# [Document extract]
>>>>>
By Patrick A. Corvington
I am an immigrant baptized by fire. And now, my children are Americans who share in this baptism. I was born and raised in the civil wars of the Congo and Uganda where Black people were demanding freedom and equality from a white colonial system. My daughters now find themselves immersed in the Black Lives Matter movement – demanding the same things from their own government.
I used to ask my mother and sisters about how to raise two American girls whom I love so deeply but whose origin stories are so different from mine. Beyond our filial bonds, our day-to-day interactions – breakfast, lunch, dinner, couch cuddling, dog walking, softball playing, woods hiking, beach swimming, homework doing, piano practicing – how could I connect them to my origin story? One that is theirs only through family history?
I can’t. They are trapped in their own experience. Hanging around a suburban neighborhood where most of the time, things work, except when brown skin – theirs and mine – remind us that the bubbling stream of this life flows over sharp rocks that pierce the calm. I am constantly stepping on these rocks, my feet now dulled by the callouses of my own experience, and terrified that theirs will one day, too, be calloused. No one wants that for their children.
So, I worried. At every family gathering, every life event, that although mine and theirs are worlds so deeply integrated that the Venn diagram is almost a complete circle, but that the parts separated are at once small and enormous.
But now, I’ve come to realize that we share something cultural. Something defining. Something that will, for years to come, inform their world view as it did mine. We are together living in a moment in which Black and Brown people, exercising our agency, are part of a movement that demands equality. And as summer approaches its close and talk turns to school, I wonder how all of this will affect them.
At ConnectED, we work with more than 3,000 families supporting their children’s educational journey. In the past few months, our conversations have been the same as those in my house. They have been dominated by COVID-19, Black Lives Matter, and the murder of George Floyd. Families worry about how the co-morbidity of two diseases, racism and COVID, will affect their kids in the long run. Add to that the uncertainty of how schooling will unfold, families and kids are stressed. I worry, families worry, that later, this time will be known as our hungry years. Hungry for peace. Hungry for equality. But mostly, hungry for calm.
Now more than ever, we hear from families that connection, to each other, to their kids, to a system of care, is essential to how we navigate through these times. Families crave these connections because isolation is baked into COVID times. The era of front stoops, backyard banter, the sing-song voices of children playing, has been replaced by the sound of tight and stressed voices. Right now, struggle is connection. And we crave a time when love, peace, and calm will be the point of connection. This is the moment when common experiences show us that we are now together. That, certainly with some differences, we are all tied by a common history – the COVID times. The George Floyd times. The time when we crave calm and connection. Now is the time to be together.
As for me and my children, I now know that in this moment, we share a history and it is our present.
Patrick A. Corvington is the Executive Director of ConnectED in Washington, DC.
<<<<<
Rewrite the part of the essay on immigrant parenthood starting at "I can’t. They" and ending at "small and enormous.", replacing "suburban neighborhood" with "quiet neighborhood".

(Image-grounded pointing data)
>>>>>
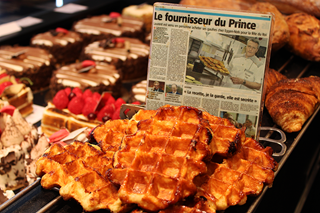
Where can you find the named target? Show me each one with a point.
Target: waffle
(77, 169)
(162, 157)
(243, 174)
(174, 159)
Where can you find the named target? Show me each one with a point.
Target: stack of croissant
(290, 102)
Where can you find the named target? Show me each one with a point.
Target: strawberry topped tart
(73, 109)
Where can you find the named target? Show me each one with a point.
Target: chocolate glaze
(65, 47)
(133, 63)
(102, 77)
(34, 63)
(102, 27)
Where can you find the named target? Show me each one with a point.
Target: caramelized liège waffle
(77, 169)
(158, 156)
(245, 173)
(163, 160)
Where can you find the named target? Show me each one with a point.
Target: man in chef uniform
(246, 70)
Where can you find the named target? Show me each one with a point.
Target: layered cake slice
(109, 26)
(64, 45)
(29, 62)
(139, 91)
(14, 92)
(128, 54)
(96, 76)
(18, 137)
(142, 11)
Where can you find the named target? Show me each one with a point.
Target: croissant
(290, 102)
(271, 77)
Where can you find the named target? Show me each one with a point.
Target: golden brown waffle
(162, 157)
(243, 174)
(162, 160)
(77, 169)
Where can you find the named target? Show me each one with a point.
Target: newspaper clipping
(209, 59)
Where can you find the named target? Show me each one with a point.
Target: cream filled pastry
(128, 54)
(29, 62)
(64, 45)
(138, 92)
(109, 26)
(96, 76)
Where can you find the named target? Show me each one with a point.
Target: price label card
(28, 21)
(70, 8)
(9, 28)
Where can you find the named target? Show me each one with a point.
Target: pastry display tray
(36, 199)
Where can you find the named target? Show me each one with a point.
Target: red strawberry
(87, 93)
(87, 63)
(77, 90)
(89, 106)
(76, 105)
(119, 102)
(96, 96)
(107, 110)
(3, 75)
(114, 15)
(8, 109)
(61, 100)
(110, 100)
(59, 135)
(118, 40)
(4, 85)
(105, 97)
(67, 90)
(62, 30)
(116, 114)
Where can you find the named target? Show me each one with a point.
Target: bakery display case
(297, 154)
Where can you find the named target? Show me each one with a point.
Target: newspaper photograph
(210, 59)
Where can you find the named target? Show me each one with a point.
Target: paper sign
(209, 59)
(36, 115)
(28, 21)
(70, 8)
(9, 28)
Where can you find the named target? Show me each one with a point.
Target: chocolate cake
(109, 26)
(128, 54)
(143, 12)
(28, 62)
(64, 45)
(96, 76)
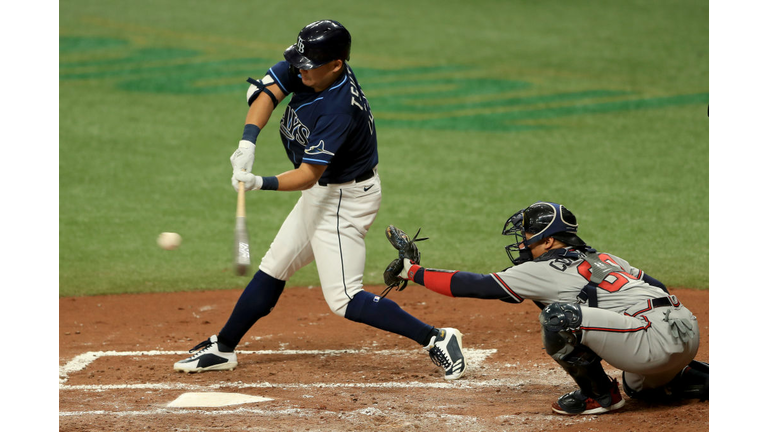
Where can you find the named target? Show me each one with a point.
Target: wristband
(270, 183)
(251, 132)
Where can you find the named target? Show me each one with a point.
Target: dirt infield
(324, 373)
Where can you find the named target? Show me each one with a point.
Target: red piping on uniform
(438, 281)
(506, 287)
(610, 330)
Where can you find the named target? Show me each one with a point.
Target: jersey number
(614, 281)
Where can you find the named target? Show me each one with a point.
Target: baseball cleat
(209, 358)
(575, 403)
(445, 350)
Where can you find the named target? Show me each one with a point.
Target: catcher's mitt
(406, 250)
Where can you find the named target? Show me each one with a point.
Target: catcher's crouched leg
(560, 323)
(691, 383)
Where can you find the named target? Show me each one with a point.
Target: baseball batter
(329, 136)
(595, 306)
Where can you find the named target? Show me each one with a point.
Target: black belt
(362, 177)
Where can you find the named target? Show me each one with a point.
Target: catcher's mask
(541, 220)
(319, 43)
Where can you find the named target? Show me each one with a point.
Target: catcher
(595, 306)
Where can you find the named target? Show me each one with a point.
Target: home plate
(211, 399)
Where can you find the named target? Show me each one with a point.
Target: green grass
(481, 108)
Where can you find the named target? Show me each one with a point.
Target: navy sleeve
(654, 282)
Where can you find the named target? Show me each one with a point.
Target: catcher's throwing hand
(396, 273)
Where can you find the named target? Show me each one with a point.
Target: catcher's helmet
(542, 220)
(319, 43)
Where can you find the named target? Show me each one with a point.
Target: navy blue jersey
(333, 127)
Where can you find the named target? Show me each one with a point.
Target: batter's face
(320, 78)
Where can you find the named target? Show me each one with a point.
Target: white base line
(474, 358)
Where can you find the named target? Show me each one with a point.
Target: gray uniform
(651, 340)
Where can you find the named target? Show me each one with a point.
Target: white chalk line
(473, 357)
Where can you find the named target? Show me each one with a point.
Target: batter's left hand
(242, 158)
(250, 181)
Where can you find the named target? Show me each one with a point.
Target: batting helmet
(319, 43)
(541, 220)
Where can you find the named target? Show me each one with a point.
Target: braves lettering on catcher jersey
(560, 275)
(334, 127)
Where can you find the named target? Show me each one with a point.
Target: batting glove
(242, 158)
(250, 181)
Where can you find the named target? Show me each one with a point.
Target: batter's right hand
(250, 181)
(242, 158)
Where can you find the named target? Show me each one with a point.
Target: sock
(257, 301)
(384, 314)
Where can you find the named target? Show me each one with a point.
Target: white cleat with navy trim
(445, 350)
(209, 358)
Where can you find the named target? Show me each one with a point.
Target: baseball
(169, 241)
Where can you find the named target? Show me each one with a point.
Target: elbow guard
(259, 86)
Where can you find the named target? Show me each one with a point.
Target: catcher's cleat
(445, 350)
(213, 355)
(575, 403)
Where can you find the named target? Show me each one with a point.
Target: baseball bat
(242, 244)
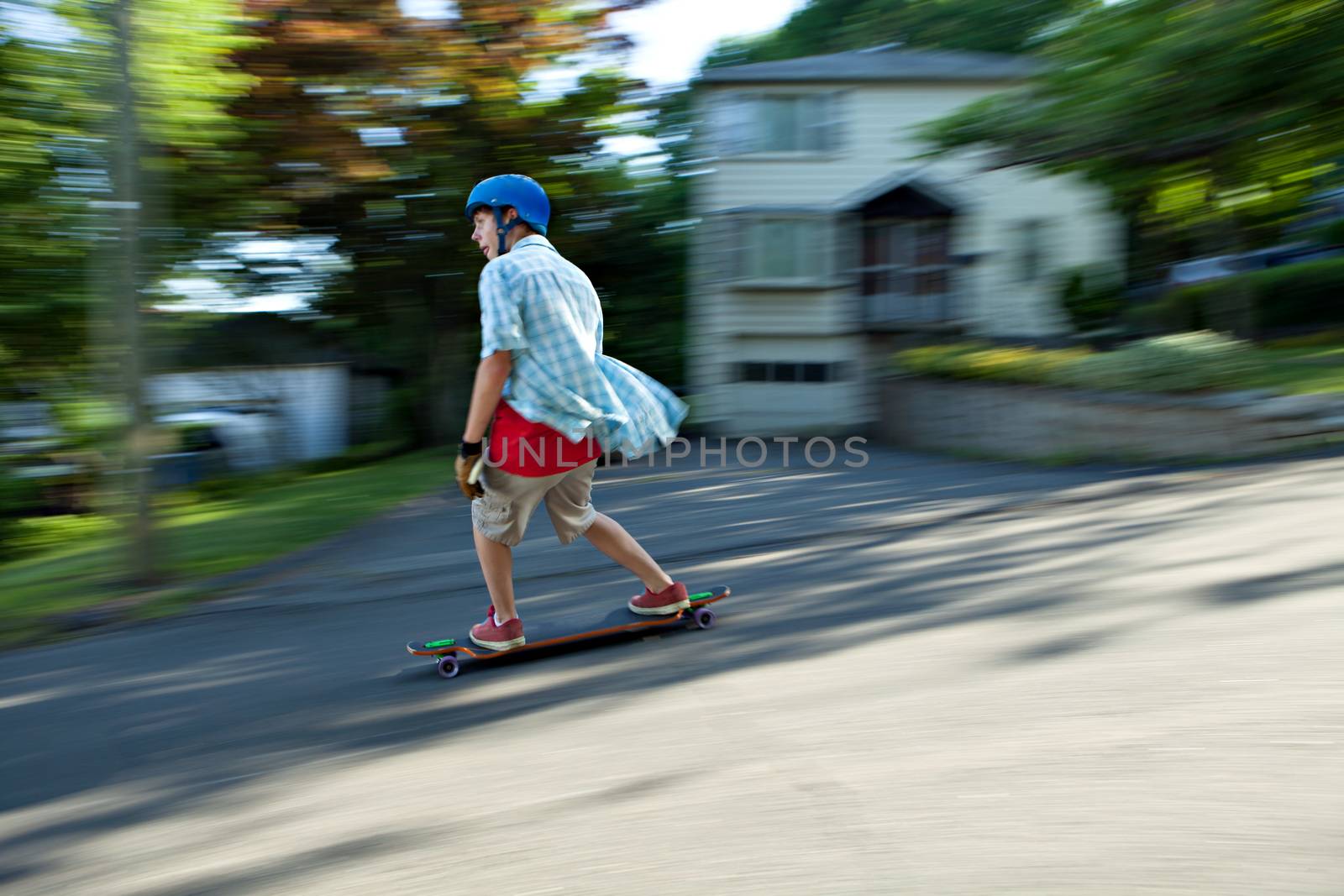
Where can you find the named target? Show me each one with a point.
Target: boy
(553, 403)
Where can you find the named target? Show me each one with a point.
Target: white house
(824, 237)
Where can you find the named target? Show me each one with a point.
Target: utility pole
(125, 285)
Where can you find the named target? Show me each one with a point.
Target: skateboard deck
(450, 653)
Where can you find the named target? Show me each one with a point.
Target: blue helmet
(519, 191)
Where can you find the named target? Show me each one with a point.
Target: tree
(1206, 120)
(375, 127)
(837, 26)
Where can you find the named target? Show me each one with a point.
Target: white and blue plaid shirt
(546, 312)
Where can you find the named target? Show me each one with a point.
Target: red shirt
(523, 448)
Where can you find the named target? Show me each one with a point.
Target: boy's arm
(491, 375)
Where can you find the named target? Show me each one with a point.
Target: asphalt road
(932, 678)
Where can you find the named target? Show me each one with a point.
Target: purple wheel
(448, 667)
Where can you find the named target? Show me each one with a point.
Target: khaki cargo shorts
(510, 501)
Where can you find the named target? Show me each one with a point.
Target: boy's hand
(467, 458)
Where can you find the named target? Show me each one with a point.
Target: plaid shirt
(548, 313)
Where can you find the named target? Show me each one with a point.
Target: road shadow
(187, 711)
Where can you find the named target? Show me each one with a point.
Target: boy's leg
(571, 513)
(497, 567)
(611, 537)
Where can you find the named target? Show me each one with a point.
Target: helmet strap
(501, 228)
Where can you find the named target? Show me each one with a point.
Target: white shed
(311, 402)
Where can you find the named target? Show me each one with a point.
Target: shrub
(1092, 296)
(1310, 293)
(1183, 363)
(1320, 338)
(17, 499)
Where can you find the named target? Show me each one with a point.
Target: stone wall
(1052, 423)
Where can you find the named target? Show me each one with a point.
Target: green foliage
(1305, 295)
(1332, 234)
(205, 539)
(1205, 120)
(1182, 363)
(835, 26)
(1321, 338)
(983, 362)
(1092, 296)
(1186, 363)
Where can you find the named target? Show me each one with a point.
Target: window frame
(739, 127)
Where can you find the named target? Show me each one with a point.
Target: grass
(1299, 371)
(77, 560)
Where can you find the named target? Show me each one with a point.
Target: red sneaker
(665, 602)
(497, 637)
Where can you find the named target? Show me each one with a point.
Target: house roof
(880, 65)
(907, 179)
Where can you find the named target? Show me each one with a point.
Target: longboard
(449, 653)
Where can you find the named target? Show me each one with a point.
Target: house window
(785, 249)
(1032, 250)
(906, 257)
(801, 123)
(790, 372)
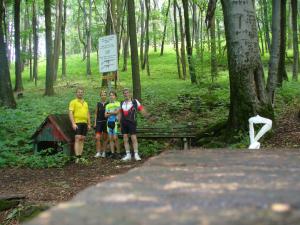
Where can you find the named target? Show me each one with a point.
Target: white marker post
(254, 144)
(108, 55)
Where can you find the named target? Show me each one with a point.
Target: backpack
(132, 115)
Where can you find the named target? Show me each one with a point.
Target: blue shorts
(112, 128)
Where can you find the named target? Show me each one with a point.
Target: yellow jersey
(80, 110)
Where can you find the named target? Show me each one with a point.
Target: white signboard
(108, 54)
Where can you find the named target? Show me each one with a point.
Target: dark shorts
(82, 129)
(128, 127)
(101, 127)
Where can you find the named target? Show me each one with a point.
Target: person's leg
(135, 147)
(127, 148)
(117, 145)
(81, 143)
(104, 146)
(77, 145)
(111, 143)
(98, 145)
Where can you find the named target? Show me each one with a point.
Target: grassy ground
(169, 99)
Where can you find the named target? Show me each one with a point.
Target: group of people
(109, 116)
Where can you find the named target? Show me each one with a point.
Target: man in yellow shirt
(81, 121)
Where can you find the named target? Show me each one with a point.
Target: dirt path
(51, 186)
(199, 186)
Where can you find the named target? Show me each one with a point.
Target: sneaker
(98, 154)
(84, 161)
(255, 145)
(137, 157)
(127, 157)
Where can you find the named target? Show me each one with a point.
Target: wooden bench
(184, 132)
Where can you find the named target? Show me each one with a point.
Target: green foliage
(150, 148)
(170, 100)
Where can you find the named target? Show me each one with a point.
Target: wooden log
(8, 202)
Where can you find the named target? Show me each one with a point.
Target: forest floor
(50, 186)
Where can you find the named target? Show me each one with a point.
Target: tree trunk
(6, 93)
(266, 24)
(63, 41)
(136, 84)
(109, 29)
(213, 55)
(182, 47)
(25, 37)
(35, 42)
(49, 64)
(247, 90)
(57, 40)
(147, 41)
(18, 83)
(89, 41)
(125, 52)
(6, 23)
(142, 3)
(289, 27)
(176, 40)
(165, 29)
(295, 39)
(282, 75)
(154, 29)
(275, 50)
(188, 42)
(219, 38)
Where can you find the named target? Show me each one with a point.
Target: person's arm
(89, 120)
(142, 109)
(145, 113)
(96, 113)
(106, 114)
(74, 126)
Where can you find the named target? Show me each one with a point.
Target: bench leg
(185, 144)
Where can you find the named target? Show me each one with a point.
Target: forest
(206, 63)
(211, 63)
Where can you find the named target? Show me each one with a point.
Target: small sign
(108, 54)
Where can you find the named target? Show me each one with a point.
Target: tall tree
(57, 40)
(49, 90)
(182, 47)
(142, 4)
(35, 41)
(89, 40)
(165, 28)
(6, 93)
(247, 90)
(136, 83)
(63, 40)
(147, 40)
(176, 39)
(266, 23)
(282, 74)
(188, 41)
(213, 50)
(275, 50)
(18, 83)
(295, 39)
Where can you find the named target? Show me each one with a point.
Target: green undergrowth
(171, 101)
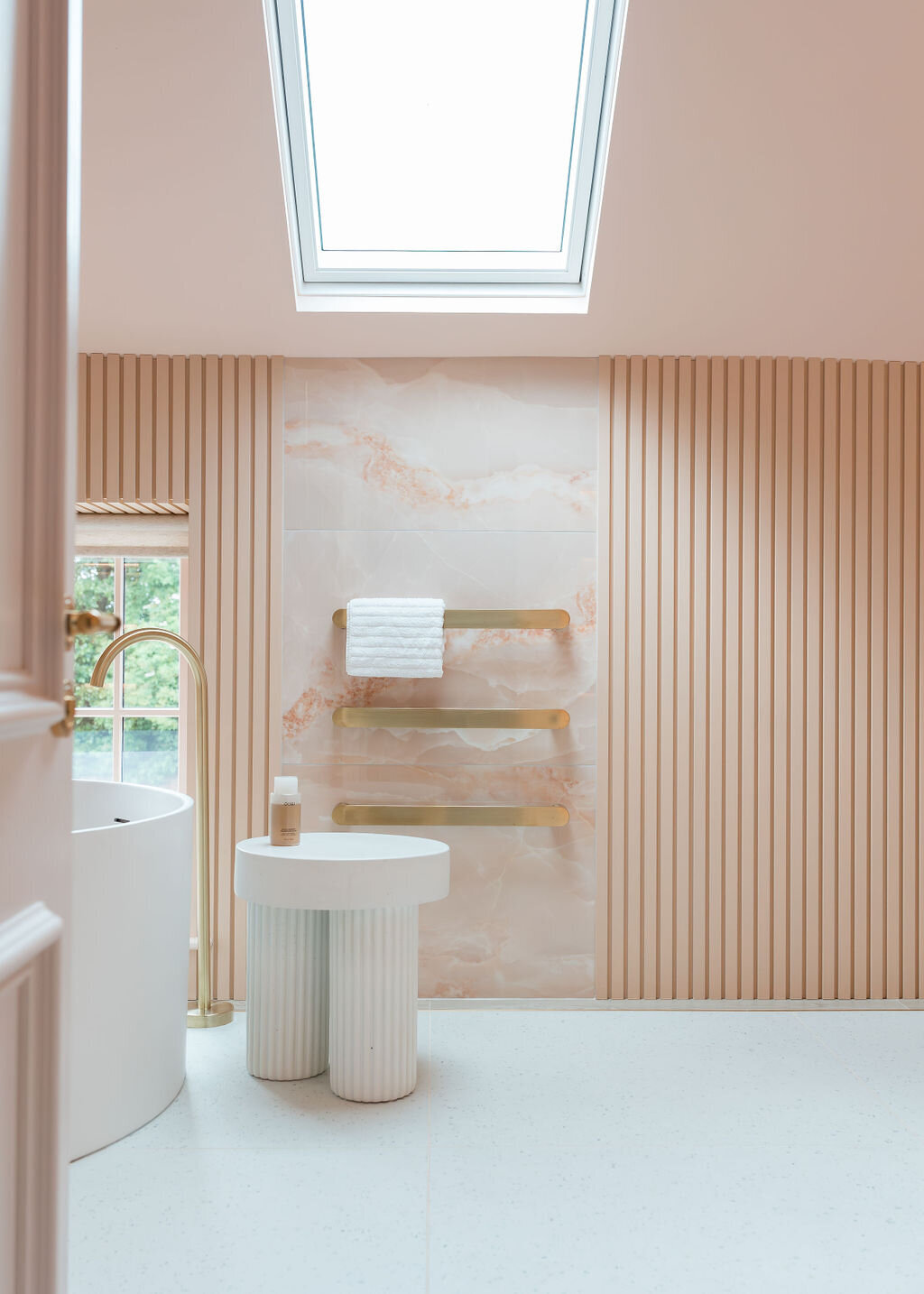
<<<<<
# [Answer]
I can’t. They are trapped in their own experience. Hanging around a quiet neighborhood where most of the time, things work, except when brown skin – theirs and mine – remind us that the bubbling stream of this life flows over sharp rocks that pierce the calm. I am constantly stepping on these rocks, my feet now dulled by the callouses of my own experience, and terrified that theirs will one day, too, be calloused. No one wants that for their children.
So, I worried. At every family gathering, every life event, that although mine and theirs are worlds so deeply integrated that the Venn diagram is almost a complete circle, but that the parts separated are at once small and enormous.